Raw records:

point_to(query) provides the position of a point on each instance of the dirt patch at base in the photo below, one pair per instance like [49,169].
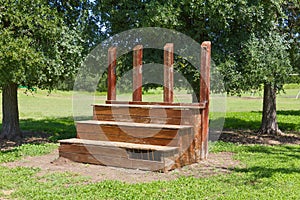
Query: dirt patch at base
[218,163]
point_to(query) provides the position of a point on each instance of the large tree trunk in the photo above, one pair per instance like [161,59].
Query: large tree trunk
[269,123]
[10,111]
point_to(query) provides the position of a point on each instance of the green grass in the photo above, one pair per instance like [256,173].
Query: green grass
[26,150]
[265,172]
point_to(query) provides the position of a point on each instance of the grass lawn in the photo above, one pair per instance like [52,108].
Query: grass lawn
[266,172]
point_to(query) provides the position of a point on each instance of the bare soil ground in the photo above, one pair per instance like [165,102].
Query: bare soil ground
[218,163]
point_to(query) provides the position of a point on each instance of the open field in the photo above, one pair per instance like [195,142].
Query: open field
[263,172]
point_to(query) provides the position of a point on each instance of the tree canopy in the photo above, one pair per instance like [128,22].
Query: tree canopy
[36,49]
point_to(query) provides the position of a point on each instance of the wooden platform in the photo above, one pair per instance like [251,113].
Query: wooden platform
[119,154]
[156,136]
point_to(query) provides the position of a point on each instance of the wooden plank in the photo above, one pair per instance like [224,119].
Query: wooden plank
[143,119]
[111,79]
[111,103]
[116,162]
[147,112]
[137,73]
[128,138]
[134,125]
[168,72]
[204,94]
[93,149]
[134,132]
[117,144]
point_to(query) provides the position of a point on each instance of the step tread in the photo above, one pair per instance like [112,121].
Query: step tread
[134,124]
[153,106]
[118,144]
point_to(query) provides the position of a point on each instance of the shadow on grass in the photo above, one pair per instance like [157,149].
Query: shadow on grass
[287,120]
[53,128]
[284,158]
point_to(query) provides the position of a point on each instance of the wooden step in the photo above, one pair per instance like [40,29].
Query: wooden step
[139,133]
[119,154]
[157,114]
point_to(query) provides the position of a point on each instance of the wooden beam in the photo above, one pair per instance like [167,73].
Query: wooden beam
[204,95]
[168,72]
[137,73]
[111,80]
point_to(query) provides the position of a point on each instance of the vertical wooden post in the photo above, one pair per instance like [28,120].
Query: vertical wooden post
[137,73]
[168,72]
[204,95]
[112,57]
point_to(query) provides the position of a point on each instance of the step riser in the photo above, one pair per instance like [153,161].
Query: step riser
[164,137]
[117,157]
[145,115]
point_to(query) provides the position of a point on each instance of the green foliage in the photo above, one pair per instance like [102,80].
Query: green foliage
[36,48]
[266,61]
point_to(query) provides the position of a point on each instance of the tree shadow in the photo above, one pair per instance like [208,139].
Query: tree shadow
[234,123]
[38,131]
[53,128]
[281,154]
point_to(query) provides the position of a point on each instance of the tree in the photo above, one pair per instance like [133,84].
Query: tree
[267,63]
[230,26]
[36,49]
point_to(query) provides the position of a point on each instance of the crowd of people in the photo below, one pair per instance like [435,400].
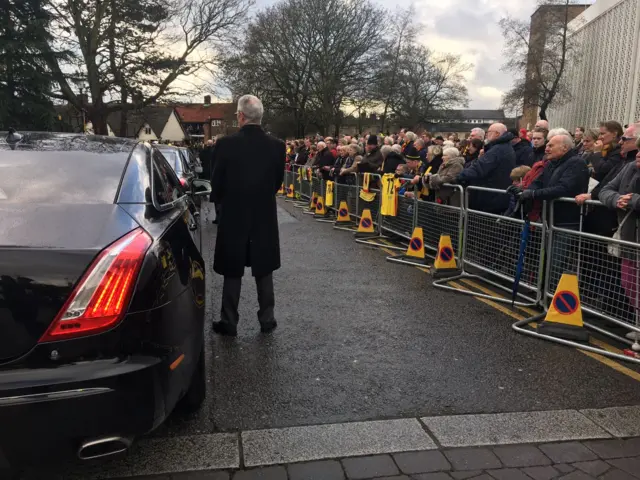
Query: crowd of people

Task brief: Rewrite all of the data above with every "point_to" changed to "locate" and everything else left as it is. Leave the pictures out.

Completed task:
locate(query) provides the position of a point on each instance of the dirt patch at base in the photo below, one pair per instance like [49,169].
Query: dirt patch at base
[218,163]
locate(query) provides the position of a point on each instance of the large tree trunk in the photo above, one pair per instance like [161,59].
Query: large tree trunk
[269,123]
[10,111]
locate(query) provides the position of a point on each instance of the green grass in the photo above, one pair per instance like [256,173].
Query: green grass
[26,150]
[265,172]
locate(query) provides the position of a point on each instance of the grass lawn in the photo above, one pair per instance like [52,108].
Query: grass lawn
[266,172]
locate(query) provides the position of a point on each instance of the bare soil ground in the photo above, one pair per instance like [165,102].
Query: bare soil ground
[218,163]
locate(query) provides the position of a point on each instance of the open field in the photo above, one pair per instance like [195,142].
Query: open field
[263,172]
locate(query) provides the position of a point on each instance of the tree canopy in the photo above, one pair per instance like [128,22].
Query: tree canopy
[36,49]
locate(query) provides the position of a point on each instance of the wooden platform in the photo above, one pair per instance like [251,113].
Query: wooden platform
[119,154]
[156,136]
locate(query) provides the position of a point on each instance of the wooden plank in the photo above, one pair per instance like [224,119].
Query: wooden plank
[143,119]
[111,79]
[111,103]
[116,162]
[147,112]
[137,73]
[128,138]
[134,125]
[168,72]
[204,94]
[93,149]
[134,132]
[117,144]
locate(query) provides the position of a point on each instance of the step tread in the photo above, one pair per instance like [112,121].
Query: step tread
[134,124]
[153,106]
[118,144]
locate(query) provides the position of a point on each instance of the shadow on grass in the photo above, one pair per instance like [157,149].
Query: shadow on grass
[287,120]
[53,128]
[284,158]
locate(query) provides the position of a point on each instance of the wooden step in the photo above, one pair per instance like [40,29].
Query: wooden step
[139,133]
[119,154]
[157,114]
locate(query) provides the position of a point on each instance of the wooden beam in the photo above, one pair per instance like [167,73].
Query: wooden beam
[204,95]
[168,72]
[137,73]
[111,80]
locate(query) provides the position of a point on each instance of the vertical wooden post in the photo above, one pair per instance like [28,120].
Query: vertical wooden post
[137,73]
[168,72]
[204,95]
[112,57]
locate(query) provides the position of a point on each instance of the step riser in the photo above, one pair per instance like [153,161].
Query: step riser
[164,137]
[117,157]
[145,115]
locate(query) provides the position of a point on each instance of the green foliage in the photo above, one pair per instance like [102,80].
Query: green foliage
[36,48]
[266,61]
locate(query) provides the position of a point on each instance of the tree shadow in the photo above, one pair per instance like [208,139].
Query: tree shadow
[234,123]
[38,131]
[53,128]
[281,154]
locate(query) provides the position of a point on each instance of the tree in the photo above, one pair per instance like [133,84].
Query: tree
[267,63]
[230,26]
[36,49]
locate(query) provides the position of a point on each instance of the crowd of people in the photo below, one pair per instance like [435,400].
Query: crowd of people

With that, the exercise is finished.